#### [What you will do]
The full data, repeated exactly, is the only answer needed.

#### [Exercise material]
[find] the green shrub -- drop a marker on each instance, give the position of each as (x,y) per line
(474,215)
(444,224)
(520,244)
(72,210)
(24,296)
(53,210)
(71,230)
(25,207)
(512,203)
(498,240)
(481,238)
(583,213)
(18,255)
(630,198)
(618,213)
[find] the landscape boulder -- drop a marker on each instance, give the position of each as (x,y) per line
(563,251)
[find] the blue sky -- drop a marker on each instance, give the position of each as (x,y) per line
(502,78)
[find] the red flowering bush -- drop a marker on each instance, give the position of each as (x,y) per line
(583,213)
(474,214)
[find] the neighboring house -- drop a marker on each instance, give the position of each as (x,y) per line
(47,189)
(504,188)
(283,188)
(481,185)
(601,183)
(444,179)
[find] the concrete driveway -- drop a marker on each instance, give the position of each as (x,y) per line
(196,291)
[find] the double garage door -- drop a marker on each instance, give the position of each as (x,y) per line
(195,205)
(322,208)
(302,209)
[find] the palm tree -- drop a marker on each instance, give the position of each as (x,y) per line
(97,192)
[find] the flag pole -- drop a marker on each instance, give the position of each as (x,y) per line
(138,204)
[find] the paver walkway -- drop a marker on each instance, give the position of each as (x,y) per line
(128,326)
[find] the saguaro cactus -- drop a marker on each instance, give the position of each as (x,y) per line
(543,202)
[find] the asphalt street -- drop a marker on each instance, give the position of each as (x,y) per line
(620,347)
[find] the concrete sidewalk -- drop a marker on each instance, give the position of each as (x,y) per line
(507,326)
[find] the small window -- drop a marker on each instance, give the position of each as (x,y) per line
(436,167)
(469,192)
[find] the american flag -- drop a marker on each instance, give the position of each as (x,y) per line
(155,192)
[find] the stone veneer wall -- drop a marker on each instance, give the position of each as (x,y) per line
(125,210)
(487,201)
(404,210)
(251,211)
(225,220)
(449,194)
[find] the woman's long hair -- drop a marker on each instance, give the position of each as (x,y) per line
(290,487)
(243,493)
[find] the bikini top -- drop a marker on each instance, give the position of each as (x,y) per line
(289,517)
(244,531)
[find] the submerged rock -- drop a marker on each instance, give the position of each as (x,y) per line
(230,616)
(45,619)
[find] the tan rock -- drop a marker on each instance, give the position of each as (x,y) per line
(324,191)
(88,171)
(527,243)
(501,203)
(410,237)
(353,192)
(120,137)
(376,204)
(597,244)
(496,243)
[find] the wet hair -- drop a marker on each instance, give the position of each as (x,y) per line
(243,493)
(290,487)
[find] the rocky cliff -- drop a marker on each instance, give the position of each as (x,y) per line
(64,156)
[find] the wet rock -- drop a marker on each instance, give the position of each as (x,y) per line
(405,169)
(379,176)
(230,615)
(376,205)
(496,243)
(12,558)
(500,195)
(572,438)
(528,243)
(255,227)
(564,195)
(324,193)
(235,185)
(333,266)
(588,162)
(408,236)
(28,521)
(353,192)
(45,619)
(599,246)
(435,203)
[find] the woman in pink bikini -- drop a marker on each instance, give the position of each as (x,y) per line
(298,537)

#### [Written solution]
[find] the green shrub -- drop a marker on each instance, give the position of each as (x,y) per line
(474,215)
(444,224)
(520,244)
(72,210)
(24,296)
(53,210)
(71,230)
(25,207)
(512,203)
(498,240)
(481,238)
(583,213)
(18,255)
(630,198)
(618,213)
[find] the landscape boulder -- drop a marker on each instance, give the position of each as (x,y) per line
(563,251)
[find] the blue sky -- drop a marker on each instance, give the position of each as (x,y) per line
(502,78)
[find] the red flowering bush -- drop a marker on each instance, give the position of each as (x,y) per line
(583,213)
(474,214)
[find] the neighboring house -- drop a marker on each instance, give the position of each as (x,y) per line
(47,189)
(504,188)
(283,188)
(481,185)
(601,183)
(444,179)
[find] the concrete driveway -- drop a marker on each instance, give the position of each as (x,y) per line
(196,291)
[find] the double garage door -- drop a marker on each instance, give the position of each as (x,y) per line
(195,205)
(322,208)
(302,209)
[find] the palm tree -- drop a marker on each instance, give the position of each as (x,y) per line
(97,192)
[find] the flag pole -- drop a marker on each instance, give the position of each as (x,y) per line
(138,204)
[find] the paver walkway -- drop a marker on each instance, give the position of each as (x,y) per line
(128,326)
[find] the saguaro cactus -- drop a marker on each instance, give the position of each as (x,y) per line
(543,202)
[find] the asphalt street -- drop a marker on each instance, give the position of each as (x,y) per line
(620,347)
[find] the concrete sidewalk -- drop a marker on each instance, give the position of each as (x,y) per line
(507,326)
[find] the small window -- drop a marker on each instance, give the position of each as (x,y) per line
(436,167)
(469,192)
[find] the american flag -- drop a marker on each instance, give the position of each as (x,y) per line
(155,192)
[find] the stone veneer wall -- drop a marker on each instance, give the position of each as (x,y) per line
(125,210)
(487,201)
(404,210)
(251,211)
(225,220)
(449,194)
[find] the woman's long hair -- drop a marker on each instance, give the position of each as (x,y) per line
(290,487)
(243,493)
[find] the bikini top -- drop a marker on each instance, give the position of each as (x,y) per line
(289,517)
(244,531)
[find] the submerged rock -- drop a marker on each instance, give the position of each as (x,y) per line
(230,616)
(45,619)
[find] the tan rock -- drop a marker on each instance, give the position of each as (x,y) per line
(324,191)
(88,171)
(527,243)
(501,203)
(410,237)
(353,192)
(120,137)
(376,204)
(597,244)
(496,243)
[find] the wet hair -- drop a marker on each instance, give the position of each as (x,y) per line
(243,493)
(290,487)
[find] the rocky cliff -- drop a marker on each instance, give the position of each as (x,y) per line
(64,156)
[find] the wet rock -- drop a marker on each instance, give the position of each as (x,y) per line
(405,169)
(379,176)
(230,615)
(376,205)
(496,243)
(12,558)
(500,195)
(572,438)
(528,243)
(255,227)
(564,195)
(324,193)
(235,185)
(333,266)
(588,162)
(408,236)
(28,521)
(353,192)
(45,619)
(599,246)
(435,203)
[find] the woman in pink bikini -- drop a marker on each instance, give the position of each as (x,y) per line
(298,537)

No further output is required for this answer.